- [Selected excerpt]
┌──

When calves are selling for good prices ($1.20 per pound or more), there is usually a sizeable "price slide" or reduced selling price for heavier calves.  On the other hand, when cattle prices are depressed, the "price slide" often lessens or (in a few rare instances) disappears entirely. 

Let’s look at a couple of examples
Assume that on your ranch, average weaning weight without creep feed is about 525 pounds.  Research data through the years gives us the information that typical improved gains from self-fed high energy creep feeds are about 50 to 60 pounds.  Therefore the creep fed calves would sell at about 575 pounds. 

With good cattle prices (according to USDA market news for Oklahoma this week, May 4 - 10: http://www.ams.usda.gov/mnreports/KO_LS794.txt  ) the 525 pound calf could bring about $124.83 per hundredweight or $655.36 total.  The 575 pound, fleshier calf would bring about $4.46 less per hundred weight at $120.37 per hundredweight or $692.13 total.  Therefore the extra 50 pounds returned an extra $36.77.  Consequently the value of each added pound was actually worth 73.5 cents.  The added gain is not going to be worth the selling price of over $1.20 per pound!!

In 1995 with poorer calf prices the 525 pound calf would bring about $68.00 per hundred pounds or $357.00 dollars.  With the less severe price slide, the heavier 575 pound calf sold for $66.50 per hundred or $382.75. The extra 50 pounds brought $25.75 and a value of each pound of added gain at 51.5 cents. 

It is amazing how often the value of added gain is between 50 cents/pound and 75 cents/pound!  We want to keep this “principle of value of added gain” in mind as we make management decisions that are aimed at increasing calf sale weights.

└──

- [Task item A] Duplicate the passage on calf prices and creep feeding from "When calves are" to "about 575 pounds.".
- [Task item B]
Answer these questions from the passage on calf prices and creep feeding:
(i) What average weaning weight without creep feed does the example assume?
(ii) According to research data, about how many pounds do self-fed high energy creep feeds typically add?
(iii) In 1995, what price per hundred did the 575 pound calf sell for?
- [Task item C] Take the passage on the value of added calf gain further, starting from where it stops.
The data after this passage is separate material.

- [Available data]
┌──

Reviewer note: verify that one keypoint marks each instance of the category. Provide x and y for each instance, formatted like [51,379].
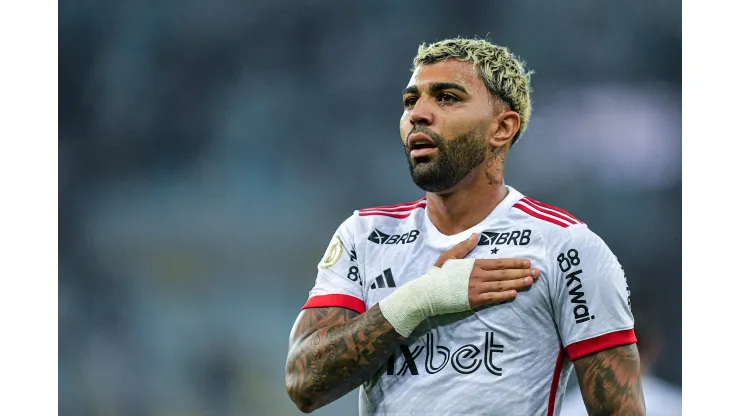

└──

- [Reply A]
When calves are selling for good prices ($1.20 per pound or more), there is usually a sizeable "price slide" or reduced selling price for heavier calves.  On the other hand, when cattle prices are depressed, the "price slide" often lessens or (in a few rare instances) disappears entirely. 

Let’s look at a couple of examples
Assume that on your ranch, average weaning weight without creep feed is about 525 pounds.  Research data through the years gives us the information that typical improved gains from self-fed high energy creep feeds are about 50 to 60 pounds.  Therefore the creep fed calves would sell at about 575 pounds.

- [Reply B]
(i) About 525 pounds.
(ii) About 50 to 60 pounds.
(iii) $66.50 per hundred.

- [Reply C]
Feed Conversions of Creep Feeds for Nursing Calves
by Glenn Selk

Feed conversions of calves fed creep feeds have been quite variable to say the least.  Conversions of 5:1 or 5 pounds of grain consumed to 1 extra pound of calf weight are very rare and the optimum that can be expected when producers are using a "typical" high energy creep feed.  Conversions may get as poor as 15:1 in some situations.  Therefore it is obvious that several factors come in to play to determine the amount of creep feed that is consumed for each additional pound of gain. 

Cows that give large amounts of milk to their calves will provide enough protein and energy to meet the growth potential of their calves.  In that scenario, it is reasonable to assume that the feed conversion from creep feeding could be quite poor (10:1 or worse).  If however the milk production of the cows is limited for any reason, then the added energy and protein from the creep feed provides needed nutrients to allow calves to reach closer to their genetic maximum capability for growth.  Calves from poor milking cows may convert the creep feed at a rate of about 7 pounds of feed for each pound of additional calf weight.  Poor milking can be a result of genetically low milk production or restricted nutritional status.  Nutritional restriction due to drought situations often adversely affects milk production and therefore calf weaning weights.  Shortened hay supplies and reduced standing forage due to drought or severe winter weather often set the stage for the best results from creep feeding.  These feed conversion ratios become important when making the decision to buy and put out creep feed for spring born calves.  As you are calculating the cost of creep feeds, remember to include the depreciation cost of the feeders and the delivery of the feed.  Then of course, it is important to compare that cost of creep feeding to the realistic “value of added gain”.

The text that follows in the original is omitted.